> Reading passage
··········
Table of Contents UDP Application Programming Interface
TCP/IP Tutorial and Technical Overview

2.12 Transmission Control Protocol (TCP)




Figure: Transmission Control Protocol (TCP)

TCP is a standard protocol with STD number 7. TCP is described by RFC 793 - Transmission Control Protocol. Its status is recommended, but in practice every TCP/IP implementation which is not used exclusively for routing will include TCP.

TCP provides considerably more facilities for applications than UDP, notably error recovery, flow control and reliability. TCP is a connection-oriented protocol unlike UDP which is connectionless. Most of the user application protocols, such as TELNET and FTP, use TCP.

2.12.1 Sockets

The socket concept was discussed earlier in Ports and Sockets.

Two processes communicate via TCP sockets. The socket model provides a process with a full-duplex byte stream connection to another process. The application need not concern itself with the management of this stream; these facilities are provided by TCP.

TCP uses the same port principle as UDP (see Ports) to provide multiplexing. Like UDP, TCP uses well-known and ephemeral ports. Each side of a TCP connection has a socket which can be identified by the triple <TCP, IP address, port number>. This is also called a half-association. If two processes are communicating over TCP, they have a logical connection that is uniquely identifiable by the two sockets involved, that is by the combination <TCP, local IP address, local port, remote IP address, remote port>. See Figure - TCP Connection. Server processes are able to manage multiple conversations through a single port.


Figure: TCP Connection - Processes X and Y communicate over a TCP connection carried by IP datagrams.

2.12.2 TCP Concept

As noted above, the primary purpose of TCP is to provide reliable logical circuit or connection service between pairs of processes. It does not assume reliability from the lower-level protocols (such as IP) so TCP must guarantee this itself.

TCP can be characterized by the following facilities it provides for the applications using it:

Stream Data Transfer
From the application's viewpoint, TCP transfers a contiguous stream of bytes through the internet. The application does not have to bother with chopping the data into basic blocks or datagrams. TCP does this by grouping the bytes in TCP segments, which are passed to IP for transmission to the destination. Also, TCP itself decides how to segment the data and it may forward the data at its own convenience.
··········
> Supplied data

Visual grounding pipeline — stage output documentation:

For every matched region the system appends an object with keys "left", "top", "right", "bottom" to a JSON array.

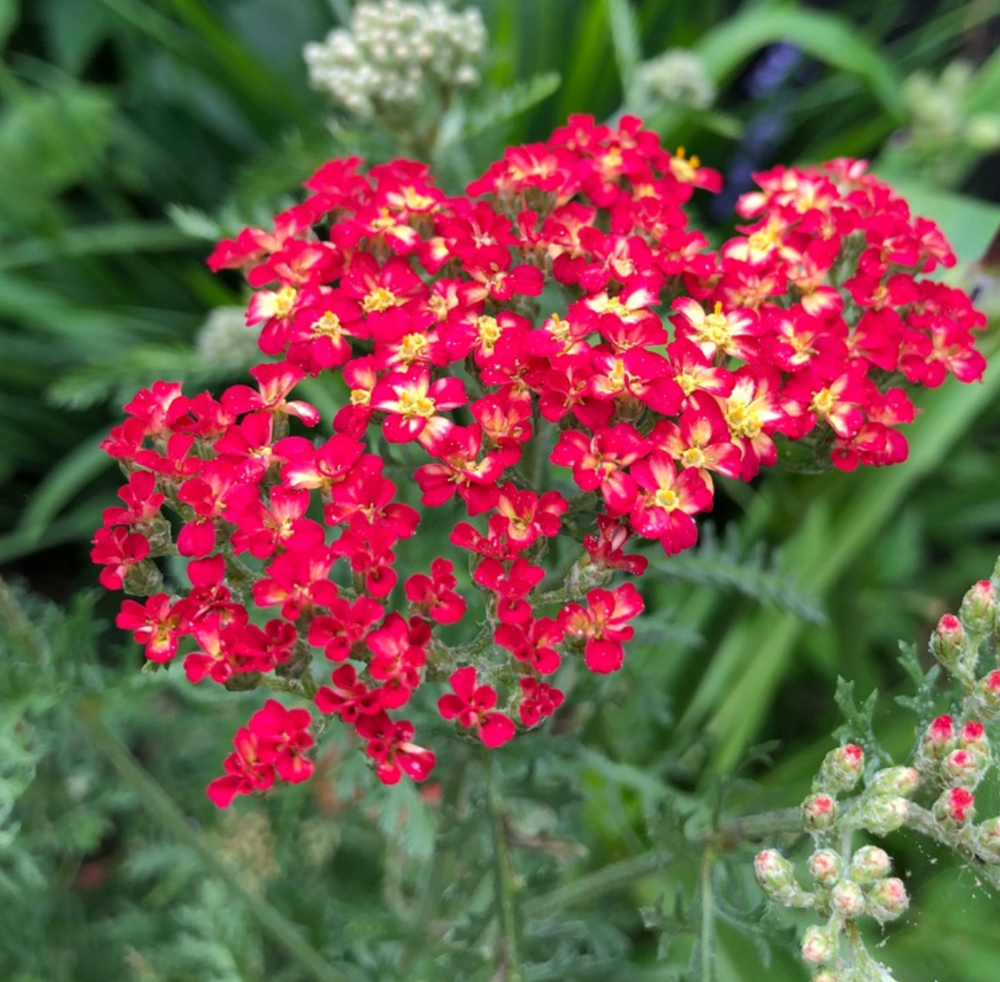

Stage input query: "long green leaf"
··········
> Required tasks
1. In the TCP tutorial, what triple identifies the socket on each side of a TCP connection?
2. Extend the TCP tutorial beyond its final paragraph, on stream data transfer.

> Answers to the problems
1. Each socket is identified by the triple <TCP, IP address, port number>.

2.
Sometimes, an application needs to be sure that all the data passed to TCP has actually been transmitted to the destination. For that reason, a push function is defined. It will push all remaining TCP segments still in storage to the destination host. The normal close connection function also pushes the data to the destination.

Reliability
TCP assigns a sequence number to each byte transmitted, and expects a positive acknowledgment (ACK) from the receiving TCP. If the ACK is not received within a timeout interval, the data is retransmitted. As the data is transmitted in blocks (TCP segments) only the sequence number of the first data byte in the segment is sent to the destination host.

The receiving TCP uses the sequence numbers to rearrange the segments when they arrive out of order, and to eliminate duplicate segments.

Flow Control
The receiving TCP, when sending an ACK back to the sender, also indicates to the sender the number of bytes it can receive beyond the last received TCP segment, without causing overrun and overflow in its internal buffers. This is sent in the ACK in the form of the highest sequence number it can receive without problems. This mechanism is also referred to as a window-mechanism and we will discuss it in more detail later in this chapter.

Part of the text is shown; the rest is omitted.